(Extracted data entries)
========================================================================
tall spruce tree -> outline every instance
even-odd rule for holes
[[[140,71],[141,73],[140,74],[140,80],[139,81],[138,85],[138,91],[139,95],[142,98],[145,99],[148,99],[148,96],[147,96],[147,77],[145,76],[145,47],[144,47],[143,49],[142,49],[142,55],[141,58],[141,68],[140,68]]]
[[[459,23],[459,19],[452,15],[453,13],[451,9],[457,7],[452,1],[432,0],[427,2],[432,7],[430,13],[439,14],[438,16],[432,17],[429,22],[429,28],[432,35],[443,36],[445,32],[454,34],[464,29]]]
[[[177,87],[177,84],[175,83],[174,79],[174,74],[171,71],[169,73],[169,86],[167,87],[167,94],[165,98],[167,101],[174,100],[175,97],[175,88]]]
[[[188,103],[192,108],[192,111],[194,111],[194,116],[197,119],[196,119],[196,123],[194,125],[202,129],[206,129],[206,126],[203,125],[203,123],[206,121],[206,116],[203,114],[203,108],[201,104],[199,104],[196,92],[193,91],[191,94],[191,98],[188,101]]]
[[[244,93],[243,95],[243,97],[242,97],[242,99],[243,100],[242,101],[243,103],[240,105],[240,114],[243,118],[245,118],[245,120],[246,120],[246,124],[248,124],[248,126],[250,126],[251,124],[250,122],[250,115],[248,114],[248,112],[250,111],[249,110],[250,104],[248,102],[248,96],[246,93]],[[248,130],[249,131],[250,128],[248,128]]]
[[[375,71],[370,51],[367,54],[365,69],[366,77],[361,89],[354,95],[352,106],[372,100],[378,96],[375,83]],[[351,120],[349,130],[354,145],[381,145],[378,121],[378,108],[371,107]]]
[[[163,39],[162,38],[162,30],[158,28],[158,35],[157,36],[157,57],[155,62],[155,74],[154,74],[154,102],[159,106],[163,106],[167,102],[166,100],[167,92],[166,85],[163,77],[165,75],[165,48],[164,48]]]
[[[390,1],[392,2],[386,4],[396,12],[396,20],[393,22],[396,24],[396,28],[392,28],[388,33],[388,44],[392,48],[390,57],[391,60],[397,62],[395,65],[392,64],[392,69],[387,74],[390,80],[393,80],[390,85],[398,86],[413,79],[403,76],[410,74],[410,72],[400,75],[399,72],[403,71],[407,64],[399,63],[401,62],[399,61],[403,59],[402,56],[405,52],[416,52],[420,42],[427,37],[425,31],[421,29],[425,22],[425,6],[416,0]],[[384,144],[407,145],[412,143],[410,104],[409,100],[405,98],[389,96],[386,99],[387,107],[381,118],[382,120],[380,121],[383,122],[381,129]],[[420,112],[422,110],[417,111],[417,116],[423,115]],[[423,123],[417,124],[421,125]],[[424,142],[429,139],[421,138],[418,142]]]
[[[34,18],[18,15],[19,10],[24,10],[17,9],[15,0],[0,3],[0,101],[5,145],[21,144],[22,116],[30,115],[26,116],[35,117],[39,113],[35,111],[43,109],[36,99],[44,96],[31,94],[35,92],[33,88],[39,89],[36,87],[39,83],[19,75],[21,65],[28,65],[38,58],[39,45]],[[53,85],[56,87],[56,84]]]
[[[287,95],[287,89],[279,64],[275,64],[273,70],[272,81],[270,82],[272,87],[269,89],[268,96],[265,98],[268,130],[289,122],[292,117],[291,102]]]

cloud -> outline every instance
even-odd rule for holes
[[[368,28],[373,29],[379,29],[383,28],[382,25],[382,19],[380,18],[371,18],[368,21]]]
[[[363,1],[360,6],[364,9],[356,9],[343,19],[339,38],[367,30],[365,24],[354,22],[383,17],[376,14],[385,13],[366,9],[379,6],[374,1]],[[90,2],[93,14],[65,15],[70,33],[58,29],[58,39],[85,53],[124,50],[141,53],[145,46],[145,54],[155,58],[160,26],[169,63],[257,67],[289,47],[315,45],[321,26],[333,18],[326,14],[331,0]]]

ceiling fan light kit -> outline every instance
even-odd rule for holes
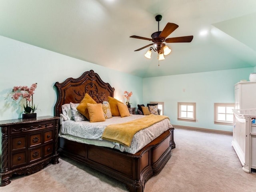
========================================================================
**WHAT THIS TASK INVOLVES:** Rewrite all of these lines, replacing "outline every instance" with "trace each instance" and changing nothing else. Leave the pictures out of your answer.

**EXERCISE RESULT:**
tall spruce tree -> trace each instance
even-odd rule for holes
[[[140,71],[141,73],[140,74],[140,80],[139,81],[138,85],[138,91],[139,95],[142,98],[145,99],[148,99],[148,96],[147,96],[147,77],[145,76],[145,47],[144,47],[143,49],[142,49],[142,55],[141,58],[141,68],[140,68]]]
[[[459,23],[459,19],[452,15],[453,13],[451,9],[457,7],[452,1],[432,0],[427,2],[432,7],[430,13],[439,14],[438,16],[432,17],[429,22],[429,28],[432,35],[443,36],[445,32],[454,34],[464,29]]]
[[[177,87],[177,84],[175,83],[174,79],[174,74],[171,71],[169,73],[169,86],[167,87],[167,94],[165,98],[167,101],[174,100],[175,97],[175,88]]]
[[[188,103],[192,108],[192,111],[194,111],[194,116],[197,119],[196,119],[196,123],[194,125],[202,129],[206,129],[206,126],[203,125],[203,123],[206,121],[206,116],[203,114],[203,108],[201,104],[199,104],[196,92],[193,91],[191,94],[191,98],[188,101]]]
[[[244,93],[243,95],[243,97],[242,97],[242,99],[243,100],[242,101],[243,103],[240,105],[240,114],[243,118],[245,118],[245,120],[246,120],[246,124],[248,124],[248,126],[250,126],[251,124],[250,122],[250,115],[248,114],[248,112],[250,111],[249,110],[250,104],[248,102],[248,96],[246,93]],[[248,130],[249,131],[250,128],[248,128]]]
[[[375,71],[370,51],[367,54],[365,69],[366,77],[361,89],[354,95],[352,106],[372,100],[378,96],[375,83]],[[351,120],[349,130],[354,145],[381,145],[378,121],[378,108],[371,107]]]
[[[163,39],[162,38],[162,30],[158,28],[158,35],[157,36],[157,57],[155,62],[155,74],[154,74],[154,102],[159,106],[163,106],[167,102],[166,100],[167,92],[166,85],[163,77],[165,75],[165,48],[164,48]]]
[[[390,1],[392,2],[386,4],[396,12],[396,20],[393,22],[396,24],[396,28],[392,28],[388,33],[388,44],[392,48],[390,57],[391,60],[397,62],[395,65],[392,64],[392,69],[387,74],[390,80],[393,80],[390,85],[398,86],[413,79],[403,76],[410,74],[410,72],[400,75],[399,72],[403,71],[407,64],[399,63],[401,62],[399,61],[403,59],[402,56],[405,52],[416,52],[420,42],[427,37],[425,31],[421,29],[425,22],[425,6],[416,0]],[[384,144],[407,145],[412,143],[410,104],[409,100],[405,98],[389,96],[386,99],[387,107],[381,118],[382,120],[380,121],[383,122],[381,129]],[[420,112],[422,110],[417,111],[417,116],[423,115]],[[423,123],[417,124],[421,125]],[[424,142],[429,139],[421,138],[418,142]]]
[[[34,18],[18,15],[19,10],[24,10],[17,9],[15,0],[0,3],[0,101],[5,145],[21,144],[22,116],[30,115],[26,116],[35,117],[39,113],[35,111],[43,109],[36,99],[44,96],[31,94],[35,92],[33,88],[39,89],[36,87],[39,83],[19,75],[21,65],[28,65],[38,58],[39,45]],[[53,85],[56,87],[56,84]]]
[[[287,95],[287,89],[279,64],[275,64],[273,70],[272,81],[270,82],[272,87],[269,89],[268,96],[265,98],[268,130],[289,122],[292,117],[291,102]]]

cloud -> trace each instance
even-odd rule for holes
[[[368,28],[373,29],[379,29],[383,28],[382,25],[382,19],[380,18],[371,18],[368,21]]]
[[[363,1],[360,6],[364,9],[356,9],[343,19],[339,38],[367,30],[365,24],[354,22],[383,17],[376,14],[385,13],[366,9],[379,6],[374,1]],[[90,2],[93,14],[65,15],[70,33],[58,29],[58,39],[85,53],[124,50],[141,53],[145,46],[145,54],[155,58],[160,26],[169,63],[257,67],[289,47],[315,45],[321,26],[333,18],[326,14],[331,0]]]

ceiling fan light kit -> trace each instance
even-odd rule for holes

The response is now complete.